Please reproduce every one of the entries below word for word, with nothing added or left out.

====== Records for this exercise ======

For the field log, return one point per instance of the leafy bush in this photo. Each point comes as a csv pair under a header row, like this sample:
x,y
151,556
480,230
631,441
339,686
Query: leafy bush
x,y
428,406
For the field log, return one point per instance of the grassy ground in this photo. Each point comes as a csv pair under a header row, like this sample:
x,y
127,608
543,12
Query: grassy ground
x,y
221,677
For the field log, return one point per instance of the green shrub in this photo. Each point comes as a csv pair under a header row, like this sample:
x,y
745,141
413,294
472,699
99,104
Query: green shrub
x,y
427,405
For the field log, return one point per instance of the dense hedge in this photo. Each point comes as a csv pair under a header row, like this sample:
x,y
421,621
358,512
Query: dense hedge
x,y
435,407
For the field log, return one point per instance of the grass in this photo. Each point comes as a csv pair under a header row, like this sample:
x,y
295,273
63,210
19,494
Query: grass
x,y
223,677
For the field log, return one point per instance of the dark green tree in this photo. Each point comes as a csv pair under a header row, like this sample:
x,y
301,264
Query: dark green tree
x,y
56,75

======

Solution to this exercise:
For the field log, return one point per instance of the leafy bush in this photo. Each point comes as a csv pair under a header row, like this sample:
x,y
151,556
480,230
631,441
339,686
Query: leafy bush
x,y
428,406
For the field log, return one point per instance of the grassy ground in this photo. Each point comes as a csv pair under a header row, like this sample:
x,y
127,608
543,12
Query: grassy ground
x,y
221,677
For the field log, return one point per instance of the green shrub in this photo. Each point comes as a csv pair under a header row, like this sample:
x,y
745,141
413,294
472,699
99,104
Query: green shrub
x,y
427,405
For the field log, return one point per instance of the dense hedge in this photo. Each point comes as a csv pair under a header row, like this sample:
x,y
421,621
358,512
Query: dense hedge
x,y
435,407
For the field log, return one point per instance of the grass in this photo. Each point comes as a csv pair under a header row, like this sample:
x,y
295,273
63,210
19,494
Query: grass
x,y
223,677
For the field log, return one point per instance of the dark green tree in this photo. Each point comes as a csv pair under a header row, like this sample:
x,y
301,264
Query: dark green tree
x,y
56,75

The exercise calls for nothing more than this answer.